▶ Written task A: Extract the full post about the family trip to Huntsville, copying it word for word.

▶ Reading passage:
....................

I almost feel as if this trip was just not meant to be; at every turn something or other got in our way and tried to keep us from taking it. So here’s the story of how we cheated fate and went to Huntsville last weekend ANYWAY. Take that, fate!
The trip to Huntsville was the kids’ big surprise present Christmas morning. They didn’t really have a “big” present this year, since the big present was the room we finished in the basement, and they already had that. So Dave and I decided to surprise them with a weekend trip somewhere we’d never been before, and we came up with Huntsville, AL (actually, I went once on a school trip in 6th grade, but none of the rest of us had been).
I actually wanted to surprise them with a hedgehog instead, and I got really, really excited about the hedgehog for about an hour one morning, until I looked it up and learned that Georgia is one of only six (or maybe five) states where hedgehogs are illegal. You should go like this facebook page about trying to change this travesty, so that I can get the kids a hedgehog NEXT Christmas and fill the blog with pictures of our hedgehog wearing hats and such. If I didn’t have a blog, maybe I’d just go ahead and get an illegal hedgehog, but I couldn’t have a hedgehog and NOT post pictures of it. I’m just kidding. I would never do anything illegal. Of COURSE.
Huntsville is best known for the Space and Rocket Center and movies about accidentally launching Lea Thompson and Joaquin Phoenix (back when he was Leaf Phoenix) into space. But some research revealed that there are other things to do there, too, and it’s only three and a half hours from home, so Huntsville won out as Illegal Hedgehog Runner-up Christmas Gift of 2014.
The kids opened up this exciting package of Huntsville stuff on Christmas morning….and then we kept having to reschedule the trip over and over again for assorted reasons, so that we didn’t actually go until the middle of February:
And THEN there was snow in the forecast for Monday, which was supposed to be the last day of our trip. We briefly considered abandoning the Huntsville plan for something farther south, but ultimately decided to go ahead and go, ready to come home early if need be (and we did. We ended up leaving Sunday instead of Monday).
We left Friday as soon as Dave got home from work, stopped for dinner on the way, and got to the hotel in time for the kids to go to bed not too ridiculously late.

....................

▶ Dataset entries:
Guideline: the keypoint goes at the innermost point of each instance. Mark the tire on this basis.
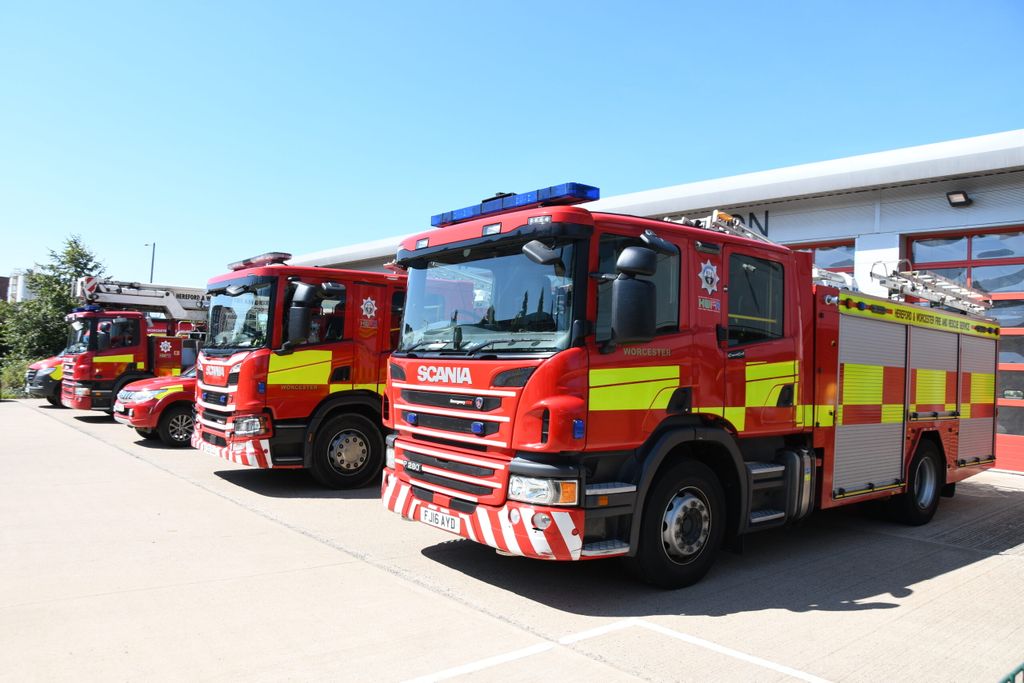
(176, 425)
(348, 452)
(146, 433)
(924, 486)
(683, 524)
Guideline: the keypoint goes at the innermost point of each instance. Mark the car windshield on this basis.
(79, 334)
(489, 299)
(240, 315)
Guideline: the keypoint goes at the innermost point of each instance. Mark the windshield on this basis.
(489, 299)
(240, 315)
(79, 334)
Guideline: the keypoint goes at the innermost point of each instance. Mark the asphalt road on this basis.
(122, 559)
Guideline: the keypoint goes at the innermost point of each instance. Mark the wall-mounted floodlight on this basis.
(957, 199)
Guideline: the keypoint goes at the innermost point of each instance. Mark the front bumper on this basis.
(254, 452)
(507, 527)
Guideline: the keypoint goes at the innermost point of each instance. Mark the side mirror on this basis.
(635, 261)
(300, 313)
(634, 302)
(633, 310)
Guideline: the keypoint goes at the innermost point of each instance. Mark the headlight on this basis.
(389, 452)
(248, 426)
(544, 492)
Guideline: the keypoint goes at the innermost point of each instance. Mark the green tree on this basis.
(36, 328)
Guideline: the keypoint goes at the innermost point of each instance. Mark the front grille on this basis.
(457, 425)
(457, 401)
(215, 397)
(214, 439)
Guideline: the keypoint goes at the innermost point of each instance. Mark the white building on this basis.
(859, 211)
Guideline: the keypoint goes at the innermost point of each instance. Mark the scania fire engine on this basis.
(293, 371)
(627, 387)
(108, 349)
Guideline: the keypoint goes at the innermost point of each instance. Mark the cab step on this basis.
(605, 548)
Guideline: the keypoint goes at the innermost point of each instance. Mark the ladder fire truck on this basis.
(108, 347)
(629, 387)
(293, 371)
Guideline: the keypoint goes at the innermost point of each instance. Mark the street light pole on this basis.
(153, 258)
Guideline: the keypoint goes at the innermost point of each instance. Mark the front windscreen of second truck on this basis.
(489, 299)
(240, 315)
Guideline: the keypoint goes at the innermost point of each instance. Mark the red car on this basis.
(160, 408)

....................

▶ Written task B: Swap "red car" for "blue car" in the rows, covering the stretch from the line containing "car on this basis." through the end of the rows, and give only that stretch back with everything else unchanged.

▶ Written answer A:
I almost feel as if this trip was just not meant to be; at every turn something or other got in our way and tried to keep us from taking it. So here’s the story of how we cheated fate and went to Huntsville last weekend ANYWAY. Take that, fate!
The trip to Huntsville was the kids’ big surprise present Christmas morning. They didn’t really have a “big” present this year, since the big present was the room we finished in the basement, and they already had that. So Dave and I decided to surprise them with a weekend trip somewhere we’d never been before, and we came up with Huntsville, AL (actually, I went once on a school trip in 6th grade, but none of the rest of us had been).
I actually wanted to surprise them with a hedgehog instead, and I got really, really excited about the hedgehog for about an hour one morning, until I looked it up and learned that Georgia is one of only six (or maybe five) states where hedgehogs are illegal. You should go like this facebook page about trying to change this travesty, so that I can get the kids a hedgehog NEXT Christmas and fill the blog with pictures of our hedgehog wearing hats and such. If I didn’t have a blog, maybe I’d just go ahead and get an illegal hedgehog, but I couldn’t have a hedgehog and NOT post pictures of it. I’m just kidding. I would never do anything illegal. Of COURSE.
Huntsville is best known for the Space and Rocket Center and movies about accidentally launching Lea Thompson and Joaquin Phoenix (back when he was Leaf Phoenix) into space. But some research revealed that there are other things to do there, too, and it’s only three and a half hours from home, so Huntsville won out as Illegal Hedgehog Runner-up Christmas Gift of 2014.
The kids opened up this exciting package of Huntsville stuff on Christmas morning….and then we kept having to reschedule the trip over and over again for assorted reasons, so that we didn’t actually go until the middle of February:
And THEN there was snow in the forecast for Monday, which was supposed to be the last day of our trip. We briefly considered abandoning the Huntsville plan for something farther south, but ultimately decided to go ahead and go, ready to come home early if need be (and we did. We ended up leaving Sunday instead of Monday).
We left Friday as soon as Dave got home from work, stopped for dinner on the way, and got to the hotel in time for the kids to go to bed not too ridiculously late.

▶ Written answer B:
Guideline: the keypoint goes at the innermost point of each instance. Mark the blue car on this basis.
(160, 408)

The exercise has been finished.